取り組む内容 |
a - ヒューストンの文章のうち、「1970年代に入ると、北部の」を含む語句で始まり「にとどまる[27][28]。」で終わる部分を、一字一句違えずに書き写すこと。
b - ヒューストンの文章の最後の文を引き継いで、その先を書き進めてください。

══ 本文 ══

1970年代に入ると、北部のラストベルトから南部のサンベルトへの人口と産業の移動が始まり、ヒューストンの人口は急増した[25]。1973年の第一次オイルショックで原油価格が高騰すると、大量消費型の製造業を中心としていた北部の工業都市が軒並み衰退する一方で、産油地であるヒューストンは潤い、石油産業を中心に創出された雇用を求めて大量の住民が移入してきた。しかし、1980年代中盤に入ると原油価格が暴落し、経済は沈滞、人口増加のペースも鈍化した。そこに1986年のチャレンジャー号爆発事故が追い討ちをかけ、航空宇宙産業も打撃を受けた。アメリカ経済そのものの低迷もヒューストンの地域経済に影響を及ぼした。その教訓から1990年代以降、ヒューストンは経済の多様化に努め、航空宇宙産業やバイオテクノロジーといったハイテク分野に力を入れることで石油化学産業への依存度を減らしてきた。
[編集] 地形
ヒューストンは北緯29度45分46秒西経95度22分59秒に位置している。アメリカ合衆国統計局によると、ヒューストン市は総面積1,558.4km²(601.7mi²)である。そのうち1,500.7km²(579.4mi²)が陸地で57.7km²(22.3mi²)が水域である。総面積の3.70%が水域になっている。ダウンタウンの標高は約15mである[26]。市の最高点はダウンタウンから遠く離れた北西部にあるが、それでも標高は約38mにとどまる[27][28]。
ヒューストン地域の大部分はメキシコ湾西岸草原地帯に属する。その植生は亜熱帯性の森林および草原に分類される。市の大部分は森林、湿地、沼地、草原を切り開いて建設された。同じメキシコ湾岸の低湿地に位置するニューオーリンズほどではないものの、土地が低く平坦で、かつ市街地のスプロール化が進行しているヒューストンは、洪水の被害に見舞われやすい[29]。かつては水道水源を地下水に頼っていたが、地盤沈下を引き起こしたため、ヒューストン湖やコンロー湖などの地表水を用いるようになった[30][12]。

═══
══ 提供資料 ══

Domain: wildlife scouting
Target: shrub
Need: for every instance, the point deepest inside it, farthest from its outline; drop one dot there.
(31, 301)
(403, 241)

═══

作業結果 |
a -
1970年代に入ると、北部のラストベルトから南部のサンベルトへの人口と産業の移動が始まり、ヒューストンの人口は急増した[25]。1973年の第一次オイルショックで原油価格が高騰すると、大量消費型の製造業を中心としていた北部の工業都市が軒並み衰退する一方で、産油地であるヒューストンは潤い、石油産業を中心に創出された雇用を求めて大量の住民が移入してきた。しかし、1980年代中盤に入ると原油価格が暴落し、経済は沈滞、人口増加のペースも鈍化した。そこに1986年のチャレンジャー号爆発事故が追い討ちをかけ、航空宇宙産業も打撃を受けた。アメリカ経済そのものの低迷もヒューストンの地域経済に影響を及ぼした。その教訓から1990年代以降、ヒューストンは経済の多様化に努め、航空宇宙産業やバイオテクノロジーといったハイテク分野に力を入れることで石油化学産業への依存度を減らしてきた。
[編集] 地形
ヒューストンは北緯29度45分46秒西経95度22分59秒に位置している。アメリカ合衆国統計局によると、ヒューストン市は総面積1,558.4km²(601.7mi²)である。そのうち1,500.7km²(579.4mi²)が陸地で57.7km²(22.3mi²)が水域である。総面積の3.70%が水域になっている。ダウンタウンの標高は約15mである[26]。市の最高点はダウンタウンから遠く離れた北西部にあるが、それでも標高は約38mにとどまる[27][28]。

b -
バイユー・シティの別名が示す通り、ヒューストン市内にはバイユーと呼ばれる小川がいくつも流れている。中でも最大のバッファロー・バイユーは、ヒューストン西郊のケイティに源を発し、ヒューストンのダウンタウンを東西に貫いて流れ、ヒューストン港のヒューストン・シップ・チャネルに注ぐ。ヒューストン・シップ・チャネルは南東へ続き、ガルベストンでメキシコ湾に注ぐ。
[編集] 気候
ヒューストンはケッペンの気候区分では温暖湿潤気候(Cfa)に属するが、実際には亜熱帯と呼ばれる、熱帯と温帯の中間にあたる気候である。春の雷雨は竜巻を伴うこともある。1年を通じて南から南西寄りの風が吹き、メキシコの砂漠地帯からの熱気とメキシコ湾からの湿気をヒューストンとその周辺地域にもたらす。
ヒューストンの夏の日中の気温は摂氏30度を上回ることが常である。過去の統計の平均では、最高気温が華氏90度(摂氏32.2度)を超える日は年間の約1/4、99日におよぶ[31][32]。またヒューストンは湿度が高いため、体感気温はさらに上がる。夏の午前中の相対湿度は平均90%を超え、午後でも60%近くなる[33]。海岸沿いの一部を除いて、夏季のヒューストン周辺の風は弱く、暑さや湿気が和らげられることもあまりない[34]。この暑さに対処するため、ヒューストンの住民は市内の建物という建物、通行する車という車のほぼ全てでエアコンを効かせている。1980年には、ヒューストンは「地球上で最もエアコンを効かせている場所」と評された[35]。ヒューストンにおける観測史上最高気温は2000年9月4日に記録した摂氏42.7度である[36]
一方、ヒューストンの冬は温暖で、過ごしやすい日が続く。最寒月の1月においても、月平均気温は摂氏10度を超え、最高気温は摂氏17度、最低気温でも摂氏7度ほどである。降雪はめったに見られない。2004年のクリスマスイブには大規模な雪嵐がメキシコ湾岸を襲い、テキサス州南部は「記録的な」大雪に見舞われたが、その時もヒューストンにおける降雪量はわずか2.5cmであった。ヒューストンにおける観測史上最低気温は、1940年1月23日に記録された氷点下15度である[37]。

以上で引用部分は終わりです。